━━ MATERIAL PROVIDED

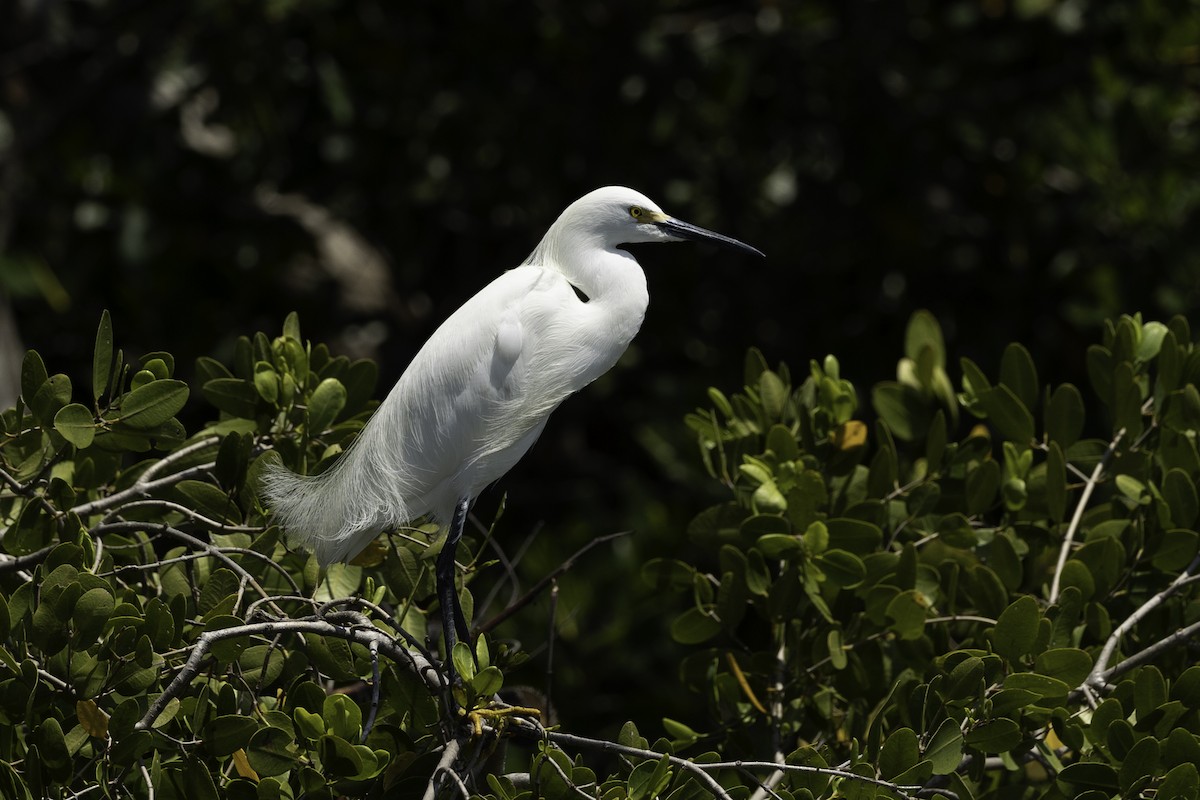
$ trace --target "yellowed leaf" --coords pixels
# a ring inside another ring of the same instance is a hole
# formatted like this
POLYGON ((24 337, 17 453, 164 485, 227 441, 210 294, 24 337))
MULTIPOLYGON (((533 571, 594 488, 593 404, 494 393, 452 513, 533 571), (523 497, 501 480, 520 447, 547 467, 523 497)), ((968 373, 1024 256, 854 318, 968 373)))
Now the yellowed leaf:
POLYGON ((250 759, 246 758, 245 750, 233 751, 233 768, 237 770, 238 775, 258 783, 258 773, 250 766, 250 759))
POLYGON ((108 714, 96 705, 95 700, 77 700, 75 716, 79 718, 79 724, 89 736, 95 736, 97 739, 108 738, 108 714))
POLYGON ((839 450, 862 447, 867 443, 867 424, 862 420, 849 420, 834 432, 833 443, 839 450))

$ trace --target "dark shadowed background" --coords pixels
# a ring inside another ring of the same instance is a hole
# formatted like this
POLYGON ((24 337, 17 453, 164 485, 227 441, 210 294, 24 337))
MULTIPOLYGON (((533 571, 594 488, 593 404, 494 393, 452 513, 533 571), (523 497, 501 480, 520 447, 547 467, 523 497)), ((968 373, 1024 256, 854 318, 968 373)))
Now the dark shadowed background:
MULTIPOLYGON (((687 716, 656 690, 678 656, 637 570, 720 494, 681 418, 739 387, 747 347, 798 374, 835 353, 865 398, 918 308, 954 356, 990 371, 1019 340, 1077 383, 1106 317, 1197 321, 1196 2, 0 9, 5 404, 23 347, 84 380, 102 308, 127 353, 168 350, 185 379, 295 309, 314 341, 381 362, 382 397, 604 184, 767 253, 639 247, 634 347, 477 506, 486 524, 508 493, 510 553, 541 526, 527 583, 638 532, 560 581, 555 692, 577 728, 687 716)), ((188 413, 215 412, 197 393, 188 413)), ((500 632, 535 649, 547 617, 500 632)))

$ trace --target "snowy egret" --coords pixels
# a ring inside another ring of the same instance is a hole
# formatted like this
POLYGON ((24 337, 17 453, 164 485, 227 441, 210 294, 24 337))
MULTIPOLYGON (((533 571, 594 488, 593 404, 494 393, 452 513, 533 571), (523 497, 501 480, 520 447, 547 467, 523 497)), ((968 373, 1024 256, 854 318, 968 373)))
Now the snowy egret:
POLYGON ((619 186, 576 200, 516 269, 483 288, 421 348, 358 439, 329 470, 264 480, 275 516, 322 564, 426 516, 448 533, 437 558, 447 663, 469 633, 454 552, 471 501, 533 445, 550 412, 609 370, 641 327, 649 295, 620 245, 695 239, 761 256, 670 217, 619 186))

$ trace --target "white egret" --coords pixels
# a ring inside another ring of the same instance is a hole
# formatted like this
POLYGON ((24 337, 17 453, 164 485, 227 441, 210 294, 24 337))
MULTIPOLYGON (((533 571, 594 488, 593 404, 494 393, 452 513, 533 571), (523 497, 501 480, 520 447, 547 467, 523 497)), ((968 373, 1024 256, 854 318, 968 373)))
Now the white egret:
POLYGON ((762 255, 664 214, 632 189, 608 186, 567 206, 521 266, 442 323, 332 468, 267 472, 278 521, 322 564, 353 558, 384 529, 418 517, 448 526, 436 577, 449 664, 456 629, 469 636, 454 588, 467 509, 641 327, 646 276, 620 245, 684 239, 762 255))

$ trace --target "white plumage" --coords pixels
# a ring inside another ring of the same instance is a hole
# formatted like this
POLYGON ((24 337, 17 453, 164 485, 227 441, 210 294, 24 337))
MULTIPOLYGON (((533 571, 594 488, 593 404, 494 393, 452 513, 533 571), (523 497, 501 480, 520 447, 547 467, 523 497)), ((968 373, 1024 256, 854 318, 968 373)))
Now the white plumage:
POLYGON ((525 263, 434 332, 334 467, 315 477, 280 466, 267 472, 278 521, 322 564, 352 558, 380 531, 423 515, 450 524, 457 508, 520 460, 559 403, 617 362, 641 327, 646 277, 619 245, 681 239, 762 255, 667 216, 632 189, 610 186, 576 200, 525 263))

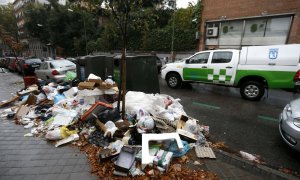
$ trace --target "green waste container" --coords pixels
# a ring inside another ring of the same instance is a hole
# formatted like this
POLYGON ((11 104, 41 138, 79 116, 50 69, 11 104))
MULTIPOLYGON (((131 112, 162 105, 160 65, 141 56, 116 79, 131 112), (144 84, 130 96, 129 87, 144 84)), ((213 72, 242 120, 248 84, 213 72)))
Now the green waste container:
POLYGON ((85 81, 92 73, 106 79, 113 75, 113 57, 112 56, 84 56, 77 59, 76 62, 77 77, 80 81, 85 81))
MULTIPOLYGON (((126 57, 126 90, 160 93, 156 56, 135 55, 126 57)), ((121 86, 121 57, 114 59, 114 80, 121 86)))

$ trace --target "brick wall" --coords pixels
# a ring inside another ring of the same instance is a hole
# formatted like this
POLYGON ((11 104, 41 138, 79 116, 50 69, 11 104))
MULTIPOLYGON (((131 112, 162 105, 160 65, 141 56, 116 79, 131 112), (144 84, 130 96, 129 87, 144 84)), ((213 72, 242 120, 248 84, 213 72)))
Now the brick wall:
POLYGON ((204 49, 205 21, 218 20, 221 16, 226 16, 227 19, 260 16, 262 12, 267 12, 268 15, 294 13, 288 43, 300 44, 300 0, 202 0, 202 2, 204 9, 199 50, 204 49))

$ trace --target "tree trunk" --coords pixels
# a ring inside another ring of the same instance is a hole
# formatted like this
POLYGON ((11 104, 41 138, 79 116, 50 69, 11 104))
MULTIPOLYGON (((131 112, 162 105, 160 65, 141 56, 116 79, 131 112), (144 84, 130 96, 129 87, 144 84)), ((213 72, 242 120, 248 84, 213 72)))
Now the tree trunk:
POLYGON ((125 95, 126 95, 126 48, 122 49, 122 59, 121 59, 121 96, 122 96, 122 119, 125 120, 125 95))

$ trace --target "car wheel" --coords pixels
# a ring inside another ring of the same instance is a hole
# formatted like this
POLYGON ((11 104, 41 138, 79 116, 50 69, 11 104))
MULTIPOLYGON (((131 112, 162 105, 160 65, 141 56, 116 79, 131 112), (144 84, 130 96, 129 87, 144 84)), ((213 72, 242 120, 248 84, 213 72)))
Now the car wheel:
POLYGON ((167 84, 170 88, 178 88, 181 85, 181 78, 178 74, 167 75, 167 84))
POLYGON ((259 101, 264 93, 264 85, 258 81, 247 81, 240 87, 241 96, 250 101, 259 101))

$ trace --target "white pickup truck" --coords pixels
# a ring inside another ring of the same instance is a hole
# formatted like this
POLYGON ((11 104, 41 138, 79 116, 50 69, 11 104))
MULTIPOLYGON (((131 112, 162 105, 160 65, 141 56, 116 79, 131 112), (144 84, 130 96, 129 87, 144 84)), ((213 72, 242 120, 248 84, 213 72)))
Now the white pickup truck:
POLYGON ((164 65, 161 76, 171 88, 183 82, 238 87, 243 98, 255 101, 261 99, 266 88, 299 86, 299 62, 300 44, 208 50, 164 65))

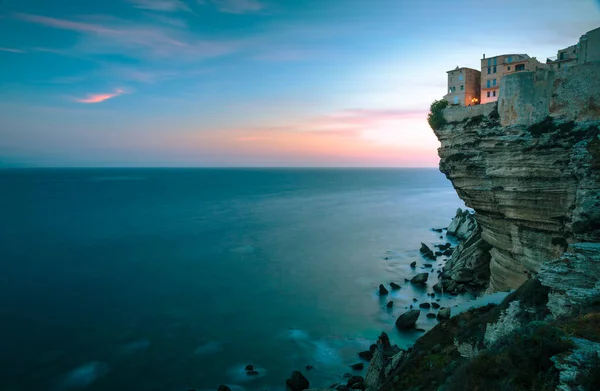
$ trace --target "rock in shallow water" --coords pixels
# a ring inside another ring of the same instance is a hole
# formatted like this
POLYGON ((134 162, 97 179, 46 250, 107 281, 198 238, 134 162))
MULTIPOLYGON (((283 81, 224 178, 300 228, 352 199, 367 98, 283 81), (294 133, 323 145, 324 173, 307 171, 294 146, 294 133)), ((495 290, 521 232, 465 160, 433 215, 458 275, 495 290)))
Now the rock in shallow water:
POLYGON ((310 387, 310 382, 300 371, 292 372, 292 377, 285 384, 289 391, 304 391, 310 387))
POLYGON ((419 315, 421 315, 421 311, 416 309, 403 313, 396 319, 396 327, 400 330, 413 328, 417 319, 419 319, 419 315))
POLYGON ((418 285, 425 285, 427 283, 427 279, 429 278, 429 273, 419 273, 414 276, 410 282, 418 285))
POLYGON ((394 306, 394 302, 393 301, 388 301, 388 303, 385 306, 387 308, 392 308, 394 306))
POLYGON ((379 295, 380 296, 385 296, 388 293, 390 293, 390 292, 388 292, 388 290, 385 289, 385 287, 383 286, 383 284, 379 284, 379 295))
POLYGON ((450 319, 451 309, 450 307, 442 307, 437 313, 438 320, 450 319))
POLYGON ((350 368, 354 369, 355 371, 362 371, 364 369, 364 367, 365 367, 365 364, 362 362, 350 365, 350 368))
POLYGON ((390 287, 392 287, 393 290, 400 289, 400 285, 396 284, 395 282, 390 282, 390 287))

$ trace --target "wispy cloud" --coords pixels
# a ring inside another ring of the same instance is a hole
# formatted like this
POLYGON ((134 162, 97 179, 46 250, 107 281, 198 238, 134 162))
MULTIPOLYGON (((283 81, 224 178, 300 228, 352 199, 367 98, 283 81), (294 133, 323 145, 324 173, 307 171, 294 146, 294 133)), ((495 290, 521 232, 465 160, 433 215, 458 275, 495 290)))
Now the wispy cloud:
POLYGON ((122 89, 117 89, 114 92, 111 93, 105 93, 105 94, 89 94, 87 97, 82 98, 82 99, 75 99, 76 102, 79 103, 100 103, 100 102, 104 102, 105 100, 109 100, 112 99, 114 97, 117 97, 119 95, 124 94, 125 91, 122 89))
POLYGON ((25 53, 25 50, 21 50, 21 49, 12 49, 12 48, 0 48, 0 52, 9 52, 9 53, 25 53))
POLYGON ((319 53, 315 50, 282 49, 269 51, 254 57, 255 60, 270 62, 303 61, 316 57, 319 53))
POLYGON ((77 53, 118 53, 129 57, 201 60, 228 54, 239 47, 236 41, 202 40, 186 31, 164 26, 114 19, 104 23, 73 21, 32 14, 14 14, 20 20, 83 35, 71 50, 77 53))
POLYGON ((135 8, 151 11, 163 12, 191 12, 191 8, 181 0, 127 0, 134 5, 135 8))
MULTIPOLYGON (((265 5, 257 0, 212 0, 217 9, 229 14, 247 14, 265 9, 265 5)), ((203 1, 200 1, 202 4, 203 1)))

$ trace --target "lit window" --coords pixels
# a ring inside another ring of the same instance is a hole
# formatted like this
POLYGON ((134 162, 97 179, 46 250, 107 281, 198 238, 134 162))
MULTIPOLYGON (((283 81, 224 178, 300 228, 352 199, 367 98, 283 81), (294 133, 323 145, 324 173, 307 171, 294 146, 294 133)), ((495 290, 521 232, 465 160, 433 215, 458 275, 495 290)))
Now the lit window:
POLYGON ((498 57, 494 57, 494 65, 496 65, 496 59, 497 59, 497 58, 498 58, 498 57))
POLYGON ((496 66, 494 65, 494 73, 496 73, 496 66))
POLYGON ((494 81, 492 82, 492 85, 496 85, 496 79, 494 79, 494 81))
POLYGON ((488 67, 488 75, 491 73, 491 69, 492 69, 492 68, 489 68, 489 67, 488 67))
POLYGON ((461 86, 460 86, 460 90, 461 90, 461 91, 463 91, 464 89, 465 89, 465 86, 464 86, 464 84, 461 84, 461 86))
POLYGON ((496 96, 496 91, 492 91, 492 96, 496 96))
POLYGON ((490 87, 491 87, 491 86, 490 86, 490 82, 491 82, 491 80, 488 80, 488 81, 487 81, 487 84, 486 84, 487 88, 490 88, 490 87))
POLYGON ((489 67, 490 65, 492 65, 492 59, 491 59, 491 58, 488 58, 488 67, 489 67))
POLYGON ((512 56, 508 56, 508 59, 506 61, 510 64, 512 62, 512 56))
POLYGON ((457 105, 459 103, 458 96, 454 97, 454 104, 457 105))
POLYGON ((488 91, 488 98, 490 97, 490 92, 488 91))
POLYGON ((510 65, 508 66, 508 70, 510 71, 510 65))
POLYGON ((463 76, 462 76, 462 74, 458 75, 458 81, 463 81, 463 76))

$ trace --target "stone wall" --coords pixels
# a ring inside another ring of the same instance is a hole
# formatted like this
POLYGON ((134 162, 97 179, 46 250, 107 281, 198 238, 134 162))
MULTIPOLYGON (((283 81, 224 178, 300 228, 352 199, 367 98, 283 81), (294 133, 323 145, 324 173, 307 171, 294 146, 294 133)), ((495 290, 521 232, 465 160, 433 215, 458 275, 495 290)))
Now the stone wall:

━━━━

● WHAT IS BEING ASKED: In the records, which lines use the word "stone"? Report them.

● ANSWER SPACE:
$ trace --target "stone wall" --coords pixels
Now the stone wall:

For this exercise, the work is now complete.